■ 課題 1
抜粋から「この日は工藤明をドラムに加え」から「を高めているのかもしれない。」までの部分をそのまま抜き出すこと。
■ 課題 2
次の(a)〜(c)が抜粋の内容と合っているか、それぞれ「はい」か「いいえ」で答え、判断の決め手となる抜粋の語句をそのまま引用すること。
(a) この日の演奏は約1時間だった。
(b) 工藤明はピアノとしてトリオに加わった。
(c) 「Passepied」はショパンの曲をもとにしたものである。
■ 課題 3
抜粋によると、「羅針儀」などが収録されたミニ・アルバムの題名は何か。

---- 提供抜粋

この日は工藤明をドラムに加えたトリオと銘苅麻野率いるめかるストリングスカルテットを加えての2編成を組み込んで、約1時間の演奏。ドビュッシーのパスピエをオリジナルアレンジで奏でた「Passepied」をはじめ、「Plug in」「願い」「羅針儀」などミニ・アルバム『緑と風』収録曲を中心に展開。クラシックやジャズを下地にしたピアノ・トリオといった佇まいながら、そのどちらにも偏らず、瑞々しいポップ・インスト的アプローチとピアノ・ジャズ/フュージョンを横断するようなアレンジは、確かにユニーク。持山が西野カナ、GLAY、倉木麻衣らのアレンジを手掛け、ももいろクローバーZはじめ“アイマス”などアニメ関連、℃-ute、アイドリング!!!といったアイドルのライヴサポートも務めていることもあって、ポップス的なアウトプットも厭わないところが、楽曲の自由度を高めているのかもしれない。

--------
---- データ一覧

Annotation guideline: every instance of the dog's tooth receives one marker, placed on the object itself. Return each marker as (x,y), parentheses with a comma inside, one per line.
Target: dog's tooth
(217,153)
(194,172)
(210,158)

--------

■ 解答全文 1
この日は工藤明をドラムに加えたトリオと銘苅麻野率いるめかるストリングスカルテットを加えての2編成を組み込んで、約1時間の演奏。ドビュッシーのパスピエをオリジナルアレンジで奏でた「Passepied」をはじめ、「Plug in」「願い」「羅針儀」などミニ・アルバム『緑と風』収録曲を中心に展開。クラシックやジャズを下地にしたピアノ・トリオといった佇まいながら、そのどちらにも偏らず、瑞々しいポップ・インスト的アプローチとピアノ・ジャズ/フュージョンを横断するようなアレンジは、確かにユニーク。持山が西野カナ、GLAY、倉木麻衣らのアレンジを手掛け、ももいろクローバーZはじめ“アイマス”などアニメ関連、℃-ute、アイドリング!!!といったアイドルのライヴサポートも務めていることもあって、ポップス的なアウトプットも厭わないところが、楽曲の自由度を高めているのかもしれない。

■ 解答全文 2
(a) はい。「約1時間の演奏」
(b) いいえ。「工藤明をドラムに加えたトリオ」
(c) いいえ。「ドビュッシーのパスピエをオリジナルアレンジで奏でた「Passepied」」

■ 解答全文 3
『緑と風』